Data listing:

####################

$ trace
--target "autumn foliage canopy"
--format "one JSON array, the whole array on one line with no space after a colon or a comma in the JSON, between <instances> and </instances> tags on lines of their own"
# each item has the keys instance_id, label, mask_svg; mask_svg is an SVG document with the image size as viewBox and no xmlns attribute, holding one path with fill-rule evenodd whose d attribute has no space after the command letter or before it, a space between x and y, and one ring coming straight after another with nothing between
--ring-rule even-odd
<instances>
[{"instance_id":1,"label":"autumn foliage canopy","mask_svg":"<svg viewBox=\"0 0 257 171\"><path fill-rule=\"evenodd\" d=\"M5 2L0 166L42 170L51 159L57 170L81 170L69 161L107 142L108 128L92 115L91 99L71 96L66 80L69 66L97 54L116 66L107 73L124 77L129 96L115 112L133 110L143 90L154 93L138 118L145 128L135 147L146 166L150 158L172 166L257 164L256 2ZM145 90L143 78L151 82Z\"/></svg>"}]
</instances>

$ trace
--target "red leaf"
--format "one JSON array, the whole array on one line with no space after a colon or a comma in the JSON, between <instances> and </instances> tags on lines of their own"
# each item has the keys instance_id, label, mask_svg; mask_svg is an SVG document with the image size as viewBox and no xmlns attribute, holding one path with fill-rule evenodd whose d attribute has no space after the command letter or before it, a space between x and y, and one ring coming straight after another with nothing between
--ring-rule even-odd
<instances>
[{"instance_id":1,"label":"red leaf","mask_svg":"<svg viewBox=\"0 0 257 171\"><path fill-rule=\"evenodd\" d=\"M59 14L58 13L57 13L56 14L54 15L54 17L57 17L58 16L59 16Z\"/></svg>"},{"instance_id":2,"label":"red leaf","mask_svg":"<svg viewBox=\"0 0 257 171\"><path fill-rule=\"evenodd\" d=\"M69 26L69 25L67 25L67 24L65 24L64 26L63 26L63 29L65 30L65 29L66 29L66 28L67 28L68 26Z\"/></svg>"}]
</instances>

####################

Set problem –
Reproduce the lines of the data listing above verbatim, from the first line through the last.

The output –
$ trace
--target "autumn foliage canopy"
--format "one JSON array, the whole array on one line with no space after a colon or a comma in the JSON, between <instances> and </instances> tags on lines of their own"
# each item has the keys instance_id, label, mask_svg; mask_svg is an SVG document with the image size as viewBox and no xmlns attribute, holding one path with fill-rule evenodd whose d attribute has no space after the command letter or before it, a space between x and y, and one ring coming straight after another with nothing between
--ring-rule even-odd
<instances>
[{"instance_id":1,"label":"autumn foliage canopy","mask_svg":"<svg viewBox=\"0 0 257 171\"><path fill-rule=\"evenodd\" d=\"M5 2L0 166L42 170L51 159L57 170L81 170L69 161L107 142L108 128L92 115L91 99L71 96L66 80L69 66L97 54L116 66L107 73L124 77L129 96L115 112L133 110L143 90L154 93L138 118L145 128L135 147L146 166L150 158L172 166L257 164L256 2ZM145 90L143 78L151 82Z\"/></svg>"}]
</instances>

$ trace
--target "red leaf"
--format "one JSON array, the whole array on one line with no space after a colon or a comma in the JSON, between <instances> and </instances> tags on lines of their own"
# each item has the keys instance_id, label, mask_svg; mask_svg is an SVG document with the image size as viewBox and no xmlns attribute, holding one path with fill-rule evenodd whose d attribute has no space after the command letter or before it, a space between x and y, and one ring coming straight after another with nothing between
--ring-rule even-odd
<instances>
[{"instance_id":1,"label":"red leaf","mask_svg":"<svg viewBox=\"0 0 257 171\"><path fill-rule=\"evenodd\" d=\"M59 14L58 13L57 13L56 14L54 15L54 17L57 17L58 16L59 16Z\"/></svg>"},{"instance_id":2,"label":"red leaf","mask_svg":"<svg viewBox=\"0 0 257 171\"><path fill-rule=\"evenodd\" d=\"M69 26L69 25L67 25L67 24L65 24L64 26L63 26L63 29L65 30L65 29L66 29L66 28L67 28L68 26Z\"/></svg>"}]
</instances>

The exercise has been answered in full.